# GOAL:
Every line from the one with "Where can the blue" through the end of the records below should be restated word for word, and nothing outside that span.

____ DATA FOR THIS TASK

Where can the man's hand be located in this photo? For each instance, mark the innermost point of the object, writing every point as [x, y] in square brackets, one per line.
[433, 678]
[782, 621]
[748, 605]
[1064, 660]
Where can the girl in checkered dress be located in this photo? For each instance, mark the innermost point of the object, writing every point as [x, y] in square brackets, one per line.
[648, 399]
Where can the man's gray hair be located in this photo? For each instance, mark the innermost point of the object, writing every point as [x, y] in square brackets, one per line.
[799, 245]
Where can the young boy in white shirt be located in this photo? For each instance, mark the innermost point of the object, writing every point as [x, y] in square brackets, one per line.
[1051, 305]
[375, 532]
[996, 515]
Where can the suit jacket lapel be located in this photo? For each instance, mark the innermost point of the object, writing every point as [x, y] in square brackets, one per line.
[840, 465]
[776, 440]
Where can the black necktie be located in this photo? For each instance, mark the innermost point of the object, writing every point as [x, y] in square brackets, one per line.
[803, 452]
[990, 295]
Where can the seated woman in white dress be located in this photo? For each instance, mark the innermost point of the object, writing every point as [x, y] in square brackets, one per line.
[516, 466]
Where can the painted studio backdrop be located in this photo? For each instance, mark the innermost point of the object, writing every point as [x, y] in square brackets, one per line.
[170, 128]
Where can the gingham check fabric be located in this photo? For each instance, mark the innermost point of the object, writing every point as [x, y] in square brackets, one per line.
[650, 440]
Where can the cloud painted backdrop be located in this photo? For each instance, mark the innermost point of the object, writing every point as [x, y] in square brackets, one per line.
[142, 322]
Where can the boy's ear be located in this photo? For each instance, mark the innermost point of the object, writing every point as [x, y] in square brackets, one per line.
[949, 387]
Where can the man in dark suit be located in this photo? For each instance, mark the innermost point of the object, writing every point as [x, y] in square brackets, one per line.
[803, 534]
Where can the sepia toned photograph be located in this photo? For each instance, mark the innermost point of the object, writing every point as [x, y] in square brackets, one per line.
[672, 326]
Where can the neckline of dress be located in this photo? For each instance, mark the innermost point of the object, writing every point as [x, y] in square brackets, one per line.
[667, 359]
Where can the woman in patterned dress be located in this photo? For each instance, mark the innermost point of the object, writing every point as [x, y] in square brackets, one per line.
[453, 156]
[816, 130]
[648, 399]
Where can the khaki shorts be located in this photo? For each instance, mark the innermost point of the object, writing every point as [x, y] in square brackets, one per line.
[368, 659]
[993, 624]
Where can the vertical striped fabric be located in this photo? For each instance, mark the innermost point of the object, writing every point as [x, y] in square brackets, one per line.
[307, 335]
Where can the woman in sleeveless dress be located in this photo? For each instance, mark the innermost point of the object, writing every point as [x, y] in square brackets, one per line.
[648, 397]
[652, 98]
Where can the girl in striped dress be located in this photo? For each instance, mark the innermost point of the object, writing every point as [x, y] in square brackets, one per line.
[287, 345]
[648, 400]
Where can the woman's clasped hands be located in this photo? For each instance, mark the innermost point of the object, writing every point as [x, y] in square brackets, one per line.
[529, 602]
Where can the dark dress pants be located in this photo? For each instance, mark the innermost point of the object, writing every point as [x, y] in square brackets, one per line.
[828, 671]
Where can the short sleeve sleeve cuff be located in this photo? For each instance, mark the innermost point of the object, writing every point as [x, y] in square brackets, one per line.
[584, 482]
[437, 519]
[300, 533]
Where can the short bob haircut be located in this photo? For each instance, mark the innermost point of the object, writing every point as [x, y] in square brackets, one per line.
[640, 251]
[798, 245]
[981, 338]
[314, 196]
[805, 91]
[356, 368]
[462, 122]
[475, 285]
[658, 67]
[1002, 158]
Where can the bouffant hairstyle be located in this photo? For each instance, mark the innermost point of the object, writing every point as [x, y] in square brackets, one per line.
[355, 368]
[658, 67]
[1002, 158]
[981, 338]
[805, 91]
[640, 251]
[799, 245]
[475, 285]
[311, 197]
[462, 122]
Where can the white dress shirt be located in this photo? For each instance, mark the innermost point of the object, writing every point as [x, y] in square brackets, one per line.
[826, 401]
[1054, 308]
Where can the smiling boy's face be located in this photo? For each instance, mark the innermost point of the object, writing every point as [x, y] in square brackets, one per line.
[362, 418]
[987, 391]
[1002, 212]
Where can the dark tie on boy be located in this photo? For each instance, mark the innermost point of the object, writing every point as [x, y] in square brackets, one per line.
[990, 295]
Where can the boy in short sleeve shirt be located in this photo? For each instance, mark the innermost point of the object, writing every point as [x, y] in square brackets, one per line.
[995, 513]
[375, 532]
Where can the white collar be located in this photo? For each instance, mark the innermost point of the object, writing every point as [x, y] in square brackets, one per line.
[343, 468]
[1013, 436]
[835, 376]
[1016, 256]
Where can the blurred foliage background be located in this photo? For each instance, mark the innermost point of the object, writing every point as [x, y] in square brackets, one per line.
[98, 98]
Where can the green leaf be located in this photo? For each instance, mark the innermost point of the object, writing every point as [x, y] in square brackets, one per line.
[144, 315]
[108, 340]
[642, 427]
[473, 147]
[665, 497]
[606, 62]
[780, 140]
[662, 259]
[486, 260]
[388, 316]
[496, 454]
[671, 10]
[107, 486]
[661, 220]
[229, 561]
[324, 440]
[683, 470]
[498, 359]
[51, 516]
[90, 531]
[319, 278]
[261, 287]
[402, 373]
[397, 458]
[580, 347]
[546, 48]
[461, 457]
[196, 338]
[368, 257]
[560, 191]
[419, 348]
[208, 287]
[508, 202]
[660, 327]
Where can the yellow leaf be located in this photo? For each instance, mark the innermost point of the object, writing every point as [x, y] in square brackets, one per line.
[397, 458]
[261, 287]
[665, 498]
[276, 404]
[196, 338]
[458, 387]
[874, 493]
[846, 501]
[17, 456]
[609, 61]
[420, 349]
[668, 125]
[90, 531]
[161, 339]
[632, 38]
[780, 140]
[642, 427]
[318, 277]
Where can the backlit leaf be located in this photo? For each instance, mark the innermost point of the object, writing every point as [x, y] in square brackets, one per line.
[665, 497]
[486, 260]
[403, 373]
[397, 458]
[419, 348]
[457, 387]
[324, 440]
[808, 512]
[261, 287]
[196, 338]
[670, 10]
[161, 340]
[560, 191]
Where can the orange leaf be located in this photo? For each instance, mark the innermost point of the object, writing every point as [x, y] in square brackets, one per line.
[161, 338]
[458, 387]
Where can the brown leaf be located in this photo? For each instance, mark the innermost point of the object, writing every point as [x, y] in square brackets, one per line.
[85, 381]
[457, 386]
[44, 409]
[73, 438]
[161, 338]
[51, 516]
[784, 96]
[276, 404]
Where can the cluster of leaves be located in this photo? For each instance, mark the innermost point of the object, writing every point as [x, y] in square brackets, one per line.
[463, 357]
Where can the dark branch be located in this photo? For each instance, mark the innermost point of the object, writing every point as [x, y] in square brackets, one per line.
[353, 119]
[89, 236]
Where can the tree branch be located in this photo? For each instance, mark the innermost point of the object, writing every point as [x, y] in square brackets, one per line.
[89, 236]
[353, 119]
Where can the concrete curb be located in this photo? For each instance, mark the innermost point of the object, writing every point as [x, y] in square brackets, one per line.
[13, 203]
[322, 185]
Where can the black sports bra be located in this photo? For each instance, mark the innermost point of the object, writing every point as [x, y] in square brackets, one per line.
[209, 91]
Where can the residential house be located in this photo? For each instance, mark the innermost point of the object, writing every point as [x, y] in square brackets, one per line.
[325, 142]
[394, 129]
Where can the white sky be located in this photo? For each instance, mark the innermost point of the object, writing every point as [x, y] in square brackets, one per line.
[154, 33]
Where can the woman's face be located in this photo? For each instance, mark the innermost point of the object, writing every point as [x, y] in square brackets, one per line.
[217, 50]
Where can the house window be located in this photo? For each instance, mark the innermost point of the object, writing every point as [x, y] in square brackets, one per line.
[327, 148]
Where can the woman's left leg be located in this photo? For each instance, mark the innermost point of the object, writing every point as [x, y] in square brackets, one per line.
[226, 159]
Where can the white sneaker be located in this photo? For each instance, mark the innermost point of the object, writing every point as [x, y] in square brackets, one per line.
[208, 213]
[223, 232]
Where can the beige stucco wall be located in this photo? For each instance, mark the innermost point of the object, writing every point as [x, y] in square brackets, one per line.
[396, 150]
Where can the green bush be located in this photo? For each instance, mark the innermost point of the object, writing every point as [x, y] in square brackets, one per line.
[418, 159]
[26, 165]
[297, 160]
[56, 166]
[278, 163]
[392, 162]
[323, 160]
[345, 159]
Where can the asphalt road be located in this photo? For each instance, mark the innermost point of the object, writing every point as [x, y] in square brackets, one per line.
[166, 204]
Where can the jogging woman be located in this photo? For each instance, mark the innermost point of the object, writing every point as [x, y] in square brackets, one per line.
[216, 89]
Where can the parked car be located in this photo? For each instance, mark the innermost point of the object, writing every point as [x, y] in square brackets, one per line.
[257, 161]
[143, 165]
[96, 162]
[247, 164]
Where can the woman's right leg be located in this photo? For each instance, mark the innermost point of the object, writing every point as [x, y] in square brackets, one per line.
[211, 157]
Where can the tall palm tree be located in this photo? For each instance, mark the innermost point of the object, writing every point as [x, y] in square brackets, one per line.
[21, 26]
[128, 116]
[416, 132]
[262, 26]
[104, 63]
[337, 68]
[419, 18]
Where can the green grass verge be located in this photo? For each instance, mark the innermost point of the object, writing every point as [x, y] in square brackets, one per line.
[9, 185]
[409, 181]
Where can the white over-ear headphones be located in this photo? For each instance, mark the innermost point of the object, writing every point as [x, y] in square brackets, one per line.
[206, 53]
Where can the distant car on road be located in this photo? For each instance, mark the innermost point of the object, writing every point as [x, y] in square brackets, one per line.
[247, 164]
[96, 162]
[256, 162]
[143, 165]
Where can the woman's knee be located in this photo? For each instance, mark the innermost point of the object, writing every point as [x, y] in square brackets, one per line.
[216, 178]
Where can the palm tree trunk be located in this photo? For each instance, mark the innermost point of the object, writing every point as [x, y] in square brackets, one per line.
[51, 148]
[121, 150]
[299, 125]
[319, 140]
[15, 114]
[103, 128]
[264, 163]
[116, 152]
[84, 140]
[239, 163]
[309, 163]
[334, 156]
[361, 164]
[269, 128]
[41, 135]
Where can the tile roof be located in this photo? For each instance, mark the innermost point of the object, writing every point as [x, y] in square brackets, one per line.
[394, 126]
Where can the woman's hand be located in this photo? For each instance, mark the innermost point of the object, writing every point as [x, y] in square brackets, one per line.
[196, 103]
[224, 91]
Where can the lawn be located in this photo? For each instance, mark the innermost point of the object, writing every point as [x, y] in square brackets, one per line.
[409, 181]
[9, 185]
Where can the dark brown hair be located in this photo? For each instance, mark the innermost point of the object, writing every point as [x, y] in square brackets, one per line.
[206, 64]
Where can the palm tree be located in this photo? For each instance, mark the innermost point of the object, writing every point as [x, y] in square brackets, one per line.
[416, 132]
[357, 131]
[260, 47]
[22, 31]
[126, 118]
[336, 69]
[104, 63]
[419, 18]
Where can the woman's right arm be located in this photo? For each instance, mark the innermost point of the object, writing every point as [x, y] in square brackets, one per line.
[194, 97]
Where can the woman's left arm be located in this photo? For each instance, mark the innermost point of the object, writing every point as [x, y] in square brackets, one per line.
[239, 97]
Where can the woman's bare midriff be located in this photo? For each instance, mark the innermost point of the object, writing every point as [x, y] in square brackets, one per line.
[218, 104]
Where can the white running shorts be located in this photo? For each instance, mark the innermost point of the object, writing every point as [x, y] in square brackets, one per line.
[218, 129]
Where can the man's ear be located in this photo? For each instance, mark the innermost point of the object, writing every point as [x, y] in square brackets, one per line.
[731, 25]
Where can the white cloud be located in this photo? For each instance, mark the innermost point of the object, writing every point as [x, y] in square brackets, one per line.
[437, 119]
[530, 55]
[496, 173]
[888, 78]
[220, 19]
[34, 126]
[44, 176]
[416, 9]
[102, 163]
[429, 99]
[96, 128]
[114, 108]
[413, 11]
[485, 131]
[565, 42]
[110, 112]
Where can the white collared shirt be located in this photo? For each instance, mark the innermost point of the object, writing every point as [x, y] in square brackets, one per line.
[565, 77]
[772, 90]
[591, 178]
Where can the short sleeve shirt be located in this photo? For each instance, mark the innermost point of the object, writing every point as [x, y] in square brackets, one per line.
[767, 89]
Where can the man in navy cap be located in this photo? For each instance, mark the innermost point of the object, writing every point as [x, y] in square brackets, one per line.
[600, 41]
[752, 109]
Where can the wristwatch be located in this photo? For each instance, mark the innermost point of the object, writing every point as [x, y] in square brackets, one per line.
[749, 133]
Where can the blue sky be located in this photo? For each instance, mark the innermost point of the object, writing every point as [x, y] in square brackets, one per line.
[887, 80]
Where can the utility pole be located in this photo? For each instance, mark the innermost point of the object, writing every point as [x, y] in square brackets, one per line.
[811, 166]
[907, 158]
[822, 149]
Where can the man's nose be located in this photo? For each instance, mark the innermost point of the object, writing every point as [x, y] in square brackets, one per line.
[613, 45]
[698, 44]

________

# WRITTEN RESPONSE:
Where can the blue sky be located in this photo? For each instance, mark the innermost point of the object, writing every point as [x, y] in square brackets, one per line.
[887, 80]
Where can the utility pole be located in this photo? For each instance, mark the innermost point of the object, writing every point as [x, y] in square brackets, one per line.
[811, 166]
[907, 158]
[822, 149]
Where can the man's nose be located in this photo? For each instance, mark the innermost point of the object, writing every point as [x, y] in square brackets, one per line.
[613, 45]
[698, 44]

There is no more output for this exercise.